## Deine Aufgabe
Schreibe alle folgenden Zeilen als nummerierte Liste um und lass dabei die Leerzeilen weg.
────────────────────────────────────────
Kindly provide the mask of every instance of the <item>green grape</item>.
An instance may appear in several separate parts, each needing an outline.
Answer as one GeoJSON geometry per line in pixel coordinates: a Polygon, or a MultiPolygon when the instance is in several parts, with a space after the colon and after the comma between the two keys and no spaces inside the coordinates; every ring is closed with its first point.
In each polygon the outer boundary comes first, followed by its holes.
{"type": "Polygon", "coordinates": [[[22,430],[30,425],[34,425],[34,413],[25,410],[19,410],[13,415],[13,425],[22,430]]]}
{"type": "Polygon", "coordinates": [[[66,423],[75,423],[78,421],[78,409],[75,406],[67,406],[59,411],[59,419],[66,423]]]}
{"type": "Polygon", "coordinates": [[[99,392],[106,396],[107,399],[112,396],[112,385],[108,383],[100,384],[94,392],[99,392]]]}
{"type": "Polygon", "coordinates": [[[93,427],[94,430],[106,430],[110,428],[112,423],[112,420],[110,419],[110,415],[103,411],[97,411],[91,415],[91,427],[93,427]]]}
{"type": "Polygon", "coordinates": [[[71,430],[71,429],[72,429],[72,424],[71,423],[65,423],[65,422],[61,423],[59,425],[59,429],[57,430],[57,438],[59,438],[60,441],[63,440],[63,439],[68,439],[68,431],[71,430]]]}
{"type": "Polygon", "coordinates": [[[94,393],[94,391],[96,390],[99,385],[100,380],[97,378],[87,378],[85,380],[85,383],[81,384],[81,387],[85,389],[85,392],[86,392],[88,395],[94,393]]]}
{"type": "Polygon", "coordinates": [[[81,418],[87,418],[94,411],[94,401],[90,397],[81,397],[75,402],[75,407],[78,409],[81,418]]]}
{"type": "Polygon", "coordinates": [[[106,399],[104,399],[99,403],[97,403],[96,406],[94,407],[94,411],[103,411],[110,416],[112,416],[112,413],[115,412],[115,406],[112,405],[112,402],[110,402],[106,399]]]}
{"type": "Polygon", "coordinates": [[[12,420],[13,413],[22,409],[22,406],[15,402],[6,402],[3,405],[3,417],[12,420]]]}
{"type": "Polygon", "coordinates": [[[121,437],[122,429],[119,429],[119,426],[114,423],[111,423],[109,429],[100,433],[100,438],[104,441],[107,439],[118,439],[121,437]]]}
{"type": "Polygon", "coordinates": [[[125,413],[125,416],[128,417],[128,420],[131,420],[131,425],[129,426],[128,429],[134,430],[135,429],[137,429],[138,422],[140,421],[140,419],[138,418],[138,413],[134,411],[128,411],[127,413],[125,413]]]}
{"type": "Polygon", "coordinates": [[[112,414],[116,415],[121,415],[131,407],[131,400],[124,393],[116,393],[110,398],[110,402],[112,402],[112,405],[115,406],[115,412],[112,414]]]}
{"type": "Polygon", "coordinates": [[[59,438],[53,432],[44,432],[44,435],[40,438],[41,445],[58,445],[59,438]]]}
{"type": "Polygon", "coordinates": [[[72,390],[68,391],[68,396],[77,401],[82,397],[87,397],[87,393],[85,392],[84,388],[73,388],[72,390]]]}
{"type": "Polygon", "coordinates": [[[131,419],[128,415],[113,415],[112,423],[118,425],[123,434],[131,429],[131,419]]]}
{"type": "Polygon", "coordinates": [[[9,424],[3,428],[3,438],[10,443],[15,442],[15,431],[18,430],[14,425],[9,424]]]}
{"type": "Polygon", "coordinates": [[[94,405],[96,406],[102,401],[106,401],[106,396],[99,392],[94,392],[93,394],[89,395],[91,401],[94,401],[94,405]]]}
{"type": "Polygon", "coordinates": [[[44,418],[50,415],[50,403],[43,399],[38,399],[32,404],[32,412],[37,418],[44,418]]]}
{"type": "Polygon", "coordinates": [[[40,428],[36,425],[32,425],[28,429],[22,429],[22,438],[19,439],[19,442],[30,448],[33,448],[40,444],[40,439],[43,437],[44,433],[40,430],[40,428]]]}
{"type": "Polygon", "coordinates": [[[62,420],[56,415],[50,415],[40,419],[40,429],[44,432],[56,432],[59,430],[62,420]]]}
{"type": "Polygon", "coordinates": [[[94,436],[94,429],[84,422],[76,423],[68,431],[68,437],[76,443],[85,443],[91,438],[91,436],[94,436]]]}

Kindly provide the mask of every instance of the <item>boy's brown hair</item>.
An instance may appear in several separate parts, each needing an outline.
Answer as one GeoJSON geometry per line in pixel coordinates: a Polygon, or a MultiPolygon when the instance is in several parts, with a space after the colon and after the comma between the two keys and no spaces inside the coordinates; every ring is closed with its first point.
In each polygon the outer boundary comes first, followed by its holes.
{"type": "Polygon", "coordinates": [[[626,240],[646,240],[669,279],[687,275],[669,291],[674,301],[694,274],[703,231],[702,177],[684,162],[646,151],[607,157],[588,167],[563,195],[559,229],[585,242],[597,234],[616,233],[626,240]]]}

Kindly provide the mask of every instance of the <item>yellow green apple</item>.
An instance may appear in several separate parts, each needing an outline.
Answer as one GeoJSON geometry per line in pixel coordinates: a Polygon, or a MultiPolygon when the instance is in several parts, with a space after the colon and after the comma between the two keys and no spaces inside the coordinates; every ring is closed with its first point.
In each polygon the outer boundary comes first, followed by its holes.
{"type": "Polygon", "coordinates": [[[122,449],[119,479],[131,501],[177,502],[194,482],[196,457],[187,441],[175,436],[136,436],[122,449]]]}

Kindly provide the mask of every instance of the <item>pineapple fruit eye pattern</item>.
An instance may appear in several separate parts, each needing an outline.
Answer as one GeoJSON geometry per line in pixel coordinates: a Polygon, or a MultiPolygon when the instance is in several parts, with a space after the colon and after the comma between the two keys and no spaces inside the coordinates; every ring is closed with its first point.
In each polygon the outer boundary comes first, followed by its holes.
────────────────────────────────────────
## Vollständige Antwort
1. Kindly provide the mask of every instance of the <item>green grape</item>.
2. An instance may appear in several separate parts, each needing an outline.
3. Answer as one GeoJSON geometry per line in pixel coordinates: a Polygon, or a MultiPolygon when the instance is in several parts, with a space after the colon and after the comma between the two keys and no spaces inside the coordinates; every ring is closed with its first point.
4. In each polygon the outer boundary comes first, followed by its holes.
5. {"type": "Polygon", "coordinates": [[[22,430],[30,425],[34,425],[34,413],[25,410],[19,410],[13,415],[13,425],[22,430]]]}
6. {"type": "Polygon", "coordinates": [[[66,423],[75,423],[78,421],[78,409],[75,406],[67,406],[59,411],[59,419],[66,423]]]}
7. {"type": "Polygon", "coordinates": [[[99,392],[106,396],[107,399],[112,396],[112,385],[108,383],[100,384],[94,392],[99,392]]]}
8. {"type": "Polygon", "coordinates": [[[93,427],[94,430],[106,430],[110,428],[112,423],[112,420],[110,419],[110,415],[103,411],[97,411],[91,415],[91,427],[93,427]]]}
9. {"type": "Polygon", "coordinates": [[[71,430],[71,429],[72,429],[72,424],[71,423],[65,423],[65,422],[61,423],[59,425],[59,429],[57,430],[57,438],[59,438],[60,441],[63,440],[63,439],[68,439],[68,431],[71,430]]]}
10. {"type": "Polygon", "coordinates": [[[94,393],[94,391],[96,390],[99,385],[100,380],[97,378],[87,378],[85,380],[85,383],[81,384],[81,387],[85,389],[85,392],[86,392],[88,395],[94,393]]]}
11. {"type": "Polygon", "coordinates": [[[81,418],[87,418],[94,411],[94,401],[90,397],[81,397],[75,402],[75,407],[78,409],[81,418]]]}
12. {"type": "Polygon", "coordinates": [[[106,399],[104,399],[99,403],[97,403],[96,406],[94,407],[94,411],[103,411],[110,416],[112,416],[112,413],[115,412],[115,406],[112,405],[112,402],[110,402],[106,399]]]}
13. {"type": "Polygon", "coordinates": [[[12,420],[13,413],[22,409],[22,406],[15,402],[6,402],[3,405],[3,417],[12,420]]]}
14. {"type": "Polygon", "coordinates": [[[121,437],[122,429],[119,429],[119,426],[114,423],[111,423],[109,429],[100,433],[100,438],[104,441],[107,439],[118,439],[121,437]]]}
15. {"type": "Polygon", "coordinates": [[[125,413],[125,416],[128,417],[128,420],[131,420],[131,425],[129,426],[128,429],[134,430],[135,429],[137,429],[138,422],[140,421],[140,419],[138,418],[138,413],[134,411],[128,411],[127,413],[125,413]]]}
16. {"type": "Polygon", "coordinates": [[[112,414],[116,415],[121,415],[131,407],[131,400],[124,393],[116,393],[110,398],[110,402],[112,402],[112,405],[115,406],[115,412],[112,414]]]}
17. {"type": "Polygon", "coordinates": [[[59,438],[53,432],[44,432],[44,435],[40,438],[41,445],[58,445],[59,438]]]}
18. {"type": "Polygon", "coordinates": [[[72,390],[68,391],[68,396],[77,401],[82,397],[87,397],[87,393],[85,392],[84,388],[73,388],[72,390]]]}
19. {"type": "Polygon", "coordinates": [[[131,419],[128,415],[113,415],[112,423],[118,425],[123,434],[131,429],[131,419]]]}
20. {"type": "Polygon", "coordinates": [[[9,424],[3,428],[3,438],[10,443],[15,442],[15,431],[18,430],[14,425],[9,424]]]}
21. {"type": "Polygon", "coordinates": [[[94,405],[96,406],[102,401],[106,401],[106,396],[99,392],[94,392],[93,394],[89,395],[91,401],[94,401],[94,405]]]}
22. {"type": "Polygon", "coordinates": [[[44,418],[50,415],[50,403],[43,399],[38,399],[32,404],[32,412],[37,418],[44,418]]]}
23. {"type": "Polygon", "coordinates": [[[40,428],[36,425],[32,425],[28,429],[22,429],[22,438],[19,439],[19,442],[30,448],[33,448],[40,444],[40,439],[43,437],[44,433],[40,430],[40,428]]]}
24. {"type": "Polygon", "coordinates": [[[62,420],[56,415],[50,415],[40,419],[40,429],[44,432],[56,432],[59,430],[62,420]]]}
25. {"type": "Polygon", "coordinates": [[[94,436],[94,429],[84,422],[76,423],[68,431],[68,437],[76,443],[85,443],[91,438],[91,436],[94,436]]]}
26. Kindly provide the mask of every instance of the <item>boy's brown hair</item>.
27. An instance may appear in several separate parts, each needing an outline.
28. Answer as one GeoJSON geometry per line in pixel coordinates: a Polygon, or a MultiPolygon when the instance is in several parts, with a space after the colon and after the comma between the two keys and no spaces inside the coordinates; every ring is closed with its first point.
29. In each polygon the outer boundary comes first, followed by its holes.
30. {"type": "Polygon", "coordinates": [[[626,240],[646,240],[669,279],[687,275],[669,291],[674,301],[694,274],[703,231],[702,177],[684,162],[646,151],[607,157],[588,167],[563,195],[559,229],[585,242],[597,234],[616,233],[626,240]]]}
31. Kindly provide the mask of every instance of the <item>yellow green apple</item>.
32. An instance may appear in several separate parts, each needing an outline.
33. Answer as one GeoJSON geometry per line in pixel coordinates: a Polygon, or a MultiPolygon when the instance is in several parts, with a space after the colon and after the comma between the two keys and no spaces inside the coordinates; every ring is closed with its first point.
34. In each polygon the outer boundary comes first, followed by its holes.
35. {"type": "Polygon", "coordinates": [[[122,449],[119,479],[131,501],[177,502],[194,482],[196,457],[187,441],[175,436],[136,436],[122,449]]]}
36. Kindly provide the mask of every instance of the <item>pineapple fruit eye pattern</item>.
37. An instance may appear in several separate parts, each needing an outline.
38. Answer as one GeoJSON geometry per line in pixel coordinates: a Polygon, or a MultiPolygon when the instance is in several parts, with a space after the colon and after the comma between the two keys and no spaces inside the coordinates; every ring is closed with its first point.
39. In each polygon the outer boundary comes first, followed by its holes.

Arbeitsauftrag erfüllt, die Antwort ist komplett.